-- Do this --
Rewrite all the items below, replacing "Mark the region" with "Outline the area" wherever it occurs. Leave everything else unchanged.

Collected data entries
________________________________________

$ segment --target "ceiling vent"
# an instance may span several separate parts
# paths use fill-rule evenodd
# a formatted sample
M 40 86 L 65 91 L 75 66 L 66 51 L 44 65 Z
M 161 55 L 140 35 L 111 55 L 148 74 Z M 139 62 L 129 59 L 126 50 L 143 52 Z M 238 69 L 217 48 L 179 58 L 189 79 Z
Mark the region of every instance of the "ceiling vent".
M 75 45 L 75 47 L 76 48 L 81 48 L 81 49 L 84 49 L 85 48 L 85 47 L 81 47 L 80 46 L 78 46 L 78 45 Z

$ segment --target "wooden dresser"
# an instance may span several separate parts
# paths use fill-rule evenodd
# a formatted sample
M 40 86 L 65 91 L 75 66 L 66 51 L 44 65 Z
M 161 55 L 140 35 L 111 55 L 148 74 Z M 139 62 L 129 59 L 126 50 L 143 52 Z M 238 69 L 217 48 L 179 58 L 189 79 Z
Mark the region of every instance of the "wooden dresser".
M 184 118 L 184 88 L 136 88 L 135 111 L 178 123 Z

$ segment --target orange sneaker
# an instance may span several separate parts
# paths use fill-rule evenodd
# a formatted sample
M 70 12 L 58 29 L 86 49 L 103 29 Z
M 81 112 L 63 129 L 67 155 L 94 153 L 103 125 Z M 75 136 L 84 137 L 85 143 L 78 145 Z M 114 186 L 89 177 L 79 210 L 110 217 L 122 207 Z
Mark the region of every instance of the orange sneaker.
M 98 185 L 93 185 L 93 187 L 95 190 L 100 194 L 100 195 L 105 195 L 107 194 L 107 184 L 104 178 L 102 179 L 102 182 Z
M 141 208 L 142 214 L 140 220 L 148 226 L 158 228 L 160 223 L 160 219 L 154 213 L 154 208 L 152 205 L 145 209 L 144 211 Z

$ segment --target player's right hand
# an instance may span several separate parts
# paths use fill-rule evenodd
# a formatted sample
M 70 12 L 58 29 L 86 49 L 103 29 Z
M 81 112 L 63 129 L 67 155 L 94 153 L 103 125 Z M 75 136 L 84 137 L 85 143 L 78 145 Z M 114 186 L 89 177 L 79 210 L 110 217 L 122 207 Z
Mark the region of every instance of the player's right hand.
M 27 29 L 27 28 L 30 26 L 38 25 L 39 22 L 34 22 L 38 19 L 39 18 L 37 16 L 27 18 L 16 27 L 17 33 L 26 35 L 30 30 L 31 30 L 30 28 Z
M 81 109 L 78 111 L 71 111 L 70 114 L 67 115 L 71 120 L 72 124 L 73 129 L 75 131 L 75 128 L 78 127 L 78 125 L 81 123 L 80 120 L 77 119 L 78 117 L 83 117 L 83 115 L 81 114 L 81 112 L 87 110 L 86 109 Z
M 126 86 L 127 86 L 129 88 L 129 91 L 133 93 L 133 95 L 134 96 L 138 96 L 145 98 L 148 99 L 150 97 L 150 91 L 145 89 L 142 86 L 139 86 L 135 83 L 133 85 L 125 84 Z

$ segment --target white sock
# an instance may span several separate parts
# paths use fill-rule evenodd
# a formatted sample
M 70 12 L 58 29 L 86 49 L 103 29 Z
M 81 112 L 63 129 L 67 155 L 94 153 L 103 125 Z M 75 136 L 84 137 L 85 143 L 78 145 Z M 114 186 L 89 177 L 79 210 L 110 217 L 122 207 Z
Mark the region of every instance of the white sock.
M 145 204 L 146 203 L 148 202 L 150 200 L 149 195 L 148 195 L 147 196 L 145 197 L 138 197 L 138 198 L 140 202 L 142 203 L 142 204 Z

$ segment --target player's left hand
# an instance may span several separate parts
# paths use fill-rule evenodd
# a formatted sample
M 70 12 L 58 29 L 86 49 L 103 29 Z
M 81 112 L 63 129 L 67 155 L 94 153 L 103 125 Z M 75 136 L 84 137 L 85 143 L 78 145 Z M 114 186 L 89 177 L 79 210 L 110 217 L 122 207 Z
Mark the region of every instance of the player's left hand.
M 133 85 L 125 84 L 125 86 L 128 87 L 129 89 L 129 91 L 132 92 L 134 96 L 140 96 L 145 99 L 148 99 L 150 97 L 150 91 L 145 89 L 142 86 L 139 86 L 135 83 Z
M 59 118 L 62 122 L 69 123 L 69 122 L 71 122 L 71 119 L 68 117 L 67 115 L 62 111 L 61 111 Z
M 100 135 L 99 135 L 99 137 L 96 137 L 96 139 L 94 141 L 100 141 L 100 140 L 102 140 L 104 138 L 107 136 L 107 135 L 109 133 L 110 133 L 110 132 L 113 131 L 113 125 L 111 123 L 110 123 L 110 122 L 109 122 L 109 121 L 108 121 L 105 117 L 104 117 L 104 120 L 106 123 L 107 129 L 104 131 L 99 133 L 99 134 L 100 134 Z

________________________________________

-- Task solution --
$ segment --target "ceiling vent"
# an instance may span several separate parts
# paths use fill-rule evenodd
# a formatted sample
M 40 86 L 65 91 L 75 66 L 66 51 L 44 65 Z
M 161 55 L 140 35 L 111 55 L 148 74 Z M 139 62 L 129 59 L 126 50 L 143 52 Z M 238 69 L 217 48 L 179 58 L 189 79 Z
Outline the area of every instance of the "ceiling vent".
M 75 45 L 75 47 L 76 48 L 81 48 L 81 49 L 84 49 L 85 48 L 85 47 L 81 47 L 80 46 L 78 46 L 78 45 Z

$ segment --target "wooden dresser"
# an instance may span several separate parts
# paths use fill-rule evenodd
# a formatted sample
M 40 86 L 65 91 L 75 66 L 66 51 L 44 65 Z
M 161 55 L 140 35 L 111 55 L 148 74 Z M 139 62 L 129 59 L 126 50 L 143 52 Z M 238 69 L 217 48 L 179 58 L 189 79 Z
Outline the area of every instance of the "wooden dresser".
M 184 118 L 184 88 L 136 88 L 135 111 L 178 123 Z

$ segment --target orange sneaker
# an instance may span several separate parts
# paths use fill-rule evenodd
# a formatted sample
M 70 12 L 58 29 L 86 49 L 103 29 Z
M 81 112 L 63 129 L 67 155 L 94 153 L 103 125 Z M 75 136 L 84 137 L 85 143 L 78 145 Z M 114 186 L 89 177 L 79 210 L 110 217 L 122 207 Z
Outline the area of every instance of the orange sneaker.
M 98 185 L 93 185 L 93 187 L 95 190 L 100 194 L 100 195 L 105 195 L 107 194 L 107 184 L 104 178 L 102 179 L 102 182 Z
M 141 208 L 142 214 L 140 220 L 148 226 L 158 228 L 160 223 L 160 219 L 154 213 L 154 208 L 152 205 L 145 209 L 144 211 Z

$ segment --target player's right hand
# an instance may span several separate parts
# paths use fill-rule evenodd
# a formatted sample
M 70 12 L 58 29 L 86 49 L 103 29 Z
M 81 112 L 63 129 L 67 155 L 94 153 L 103 125 Z M 75 136 L 84 137 L 85 143 L 78 145 Z M 114 186 L 89 177 L 79 210 L 110 217 L 122 207 Z
Outline the area of every instance of the player's right hand.
M 27 29 L 27 28 L 30 26 L 38 25 L 39 22 L 34 22 L 38 19 L 39 18 L 37 16 L 27 18 L 16 27 L 17 33 L 26 35 L 30 30 L 31 30 L 30 28 Z
M 81 109 L 78 111 L 71 111 L 70 114 L 67 115 L 71 120 L 72 124 L 73 129 L 75 131 L 75 128 L 78 127 L 78 125 L 81 123 L 80 120 L 77 119 L 78 117 L 83 117 L 83 115 L 81 114 L 81 112 L 87 110 L 86 109 Z
M 126 86 L 127 86 L 129 88 L 129 91 L 133 93 L 133 95 L 134 96 L 138 96 L 145 98 L 148 99 L 150 97 L 150 91 L 145 89 L 142 86 L 139 86 L 135 83 L 133 85 L 125 84 Z

$ segment --target white sock
# an instance may span several separate parts
# paths use fill-rule evenodd
# a formatted sample
M 70 12 L 58 29 L 86 49 L 103 29 Z
M 81 112 L 63 129 L 67 155 L 94 153 L 103 125 Z M 75 136 L 84 137 L 85 143 L 78 145 Z M 114 186 L 89 177 L 79 210 L 110 217 L 122 207 Z
Outline the area of every instance of the white sock.
M 145 204 L 146 203 L 148 202 L 150 200 L 149 195 L 148 195 L 147 196 L 145 197 L 138 197 L 138 198 L 140 202 L 142 203 L 142 204 Z

$ segment --target player's left hand
# an instance may span several separate parts
# paths use fill-rule evenodd
# a formatted sample
M 70 12 L 58 29 L 86 49 L 103 29 Z
M 81 112 L 63 129 L 67 155 L 94 153 L 103 125 Z M 75 136 L 84 137 L 85 143 L 78 145 Z M 114 186 L 89 177 L 79 210 L 110 217 L 122 207 Z
Outline the area of every instance of the player's left hand.
M 133 85 L 125 84 L 125 86 L 128 87 L 129 89 L 129 91 L 132 92 L 134 96 L 140 96 L 145 99 L 148 99 L 150 97 L 150 91 L 145 89 L 142 86 L 139 86 L 135 83 Z
M 59 118 L 62 122 L 69 123 L 69 122 L 71 122 L 71 119 L 68 117 L 67 115 L 62 111 L 61 111 Z
M 100 135 L 99 135 L 99 137 L 96 137 L 96 139 L 94 141 L 100 141 L 100 140 L 102 140 L 104 138 L 107 136 L 107 135 L 109 133 L 110 133 L 110 132 L 113 131 L 113 125 L 111 123 L 110 123 L 110 122 L 109 122 L 109 121 L 108 121 L 105 117 L 104 117 L 104 120 L 106 123 L 107 129 L 104 131 L 99 133 L 99 134 L 100 134 Z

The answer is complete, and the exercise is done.